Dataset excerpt
■ ■ ■

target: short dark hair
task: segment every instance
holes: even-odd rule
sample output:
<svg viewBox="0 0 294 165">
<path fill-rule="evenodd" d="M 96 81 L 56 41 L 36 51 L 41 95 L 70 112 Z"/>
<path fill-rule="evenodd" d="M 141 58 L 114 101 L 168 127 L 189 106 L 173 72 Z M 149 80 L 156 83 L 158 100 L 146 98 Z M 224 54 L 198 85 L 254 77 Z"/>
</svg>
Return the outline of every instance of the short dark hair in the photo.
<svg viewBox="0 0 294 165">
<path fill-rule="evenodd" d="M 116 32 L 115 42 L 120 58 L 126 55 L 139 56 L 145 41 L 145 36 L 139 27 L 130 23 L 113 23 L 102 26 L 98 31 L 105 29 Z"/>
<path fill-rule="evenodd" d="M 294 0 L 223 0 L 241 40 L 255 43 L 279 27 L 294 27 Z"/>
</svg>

■ ■ ■

To do
Reproduce the listing above, changing "short dark hair" to "curly red hair" everywhere it occurs and leaving all other text untouched.

Reply to the task
target: curly red hair
task: segment every instance
holes: even-odd rule
sample output:
<svg viewBox="0 0 294 165">
<path fill-rule="evenodd" d="M 96 81 L 56 41 L 36 51 L 41 95 L 70 112 Z"/>
<path fill-rule="evenodd" d="M 141 58 L 114 101 L 168 127 L 189 106 L 173 72 Z M 149 80 L 156 83 L 158 100 L 146 98 Z M 224 54 L 198 85 L 254 77 Z"/>
</svg>
Return the outline of every instance of the curly red hair in the photo.
<svg viewBox="0 0 294 165">
<path fill-rule="evenodd" d="M 116 32 L 115 42 L 120 58 L 126 55 L 139 56 L 145 41 L 145 36 L 139 27 L 130 23 L 113 23 L 102 26 L 98 31 L 105 29 Z"/>
<path fill-rule="evenodd" d="M 294 0 L 223 0 L 241 40 L 255 43 L 279 27 L 294 27 Z"/>
</svg>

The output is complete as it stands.